Excerpted data START

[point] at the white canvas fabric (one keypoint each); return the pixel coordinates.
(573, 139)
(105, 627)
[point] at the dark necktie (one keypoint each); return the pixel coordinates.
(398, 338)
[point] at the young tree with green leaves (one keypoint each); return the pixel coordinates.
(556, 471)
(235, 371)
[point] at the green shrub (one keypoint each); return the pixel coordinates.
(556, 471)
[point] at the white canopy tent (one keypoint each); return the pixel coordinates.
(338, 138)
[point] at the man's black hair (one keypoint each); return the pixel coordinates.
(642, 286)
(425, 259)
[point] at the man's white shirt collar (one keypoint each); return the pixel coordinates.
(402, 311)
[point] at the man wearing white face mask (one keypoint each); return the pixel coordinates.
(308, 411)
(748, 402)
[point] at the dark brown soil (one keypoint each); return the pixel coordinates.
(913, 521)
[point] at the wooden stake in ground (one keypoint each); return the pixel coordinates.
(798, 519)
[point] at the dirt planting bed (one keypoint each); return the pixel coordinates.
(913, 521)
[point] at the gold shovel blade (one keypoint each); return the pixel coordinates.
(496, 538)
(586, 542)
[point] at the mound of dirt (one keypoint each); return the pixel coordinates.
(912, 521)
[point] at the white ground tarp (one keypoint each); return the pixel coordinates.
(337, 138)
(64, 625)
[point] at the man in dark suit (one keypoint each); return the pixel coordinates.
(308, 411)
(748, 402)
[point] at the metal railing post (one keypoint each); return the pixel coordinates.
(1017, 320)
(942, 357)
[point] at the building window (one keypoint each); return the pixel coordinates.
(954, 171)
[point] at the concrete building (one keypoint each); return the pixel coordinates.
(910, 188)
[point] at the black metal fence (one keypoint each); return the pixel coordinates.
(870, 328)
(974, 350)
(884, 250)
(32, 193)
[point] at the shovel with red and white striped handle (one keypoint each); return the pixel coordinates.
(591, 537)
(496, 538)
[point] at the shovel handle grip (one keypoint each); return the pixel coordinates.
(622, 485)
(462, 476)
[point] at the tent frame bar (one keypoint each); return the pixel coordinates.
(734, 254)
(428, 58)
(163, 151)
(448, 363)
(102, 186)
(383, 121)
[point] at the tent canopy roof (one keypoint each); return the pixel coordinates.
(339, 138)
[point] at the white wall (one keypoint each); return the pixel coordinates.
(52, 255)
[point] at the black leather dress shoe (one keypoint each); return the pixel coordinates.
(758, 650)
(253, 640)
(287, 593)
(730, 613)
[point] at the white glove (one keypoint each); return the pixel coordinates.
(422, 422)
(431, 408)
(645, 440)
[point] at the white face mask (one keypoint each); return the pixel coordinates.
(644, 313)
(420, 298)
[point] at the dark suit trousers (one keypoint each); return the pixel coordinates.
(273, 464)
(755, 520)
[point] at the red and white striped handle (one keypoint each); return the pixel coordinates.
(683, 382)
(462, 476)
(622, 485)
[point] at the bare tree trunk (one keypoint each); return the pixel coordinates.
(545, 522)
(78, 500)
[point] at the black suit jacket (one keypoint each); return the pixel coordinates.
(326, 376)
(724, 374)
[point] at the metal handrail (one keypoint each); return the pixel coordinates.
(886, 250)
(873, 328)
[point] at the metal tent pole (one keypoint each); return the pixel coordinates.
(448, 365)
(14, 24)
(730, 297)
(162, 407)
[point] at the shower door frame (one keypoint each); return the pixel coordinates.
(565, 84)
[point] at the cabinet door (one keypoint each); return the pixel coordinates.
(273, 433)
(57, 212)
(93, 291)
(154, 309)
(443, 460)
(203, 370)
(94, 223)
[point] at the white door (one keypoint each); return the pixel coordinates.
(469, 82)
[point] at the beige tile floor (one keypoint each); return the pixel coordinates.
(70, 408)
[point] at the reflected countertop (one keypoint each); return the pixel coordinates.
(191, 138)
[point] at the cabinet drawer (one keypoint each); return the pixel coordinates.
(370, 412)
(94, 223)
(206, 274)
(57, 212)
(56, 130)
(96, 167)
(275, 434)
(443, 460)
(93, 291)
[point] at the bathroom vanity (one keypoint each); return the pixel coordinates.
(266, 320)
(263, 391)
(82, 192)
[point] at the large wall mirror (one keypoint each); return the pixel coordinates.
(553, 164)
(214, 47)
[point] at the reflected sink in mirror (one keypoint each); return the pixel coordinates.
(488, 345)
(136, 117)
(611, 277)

Excerpted data END

Task description
From the line containing "[point] at the large" to the last line above, repeat every line exactly and nothing else.

Finished exercise
[point] at the large wall mirror (one keypoint each); return the pixel coordinates.
(553, 164)
(214, 47)
[point] at the reflected sink in mirror (one keypoint each); return the pixel coordinates.
(488, 345)
(136, 117)
(611, 277)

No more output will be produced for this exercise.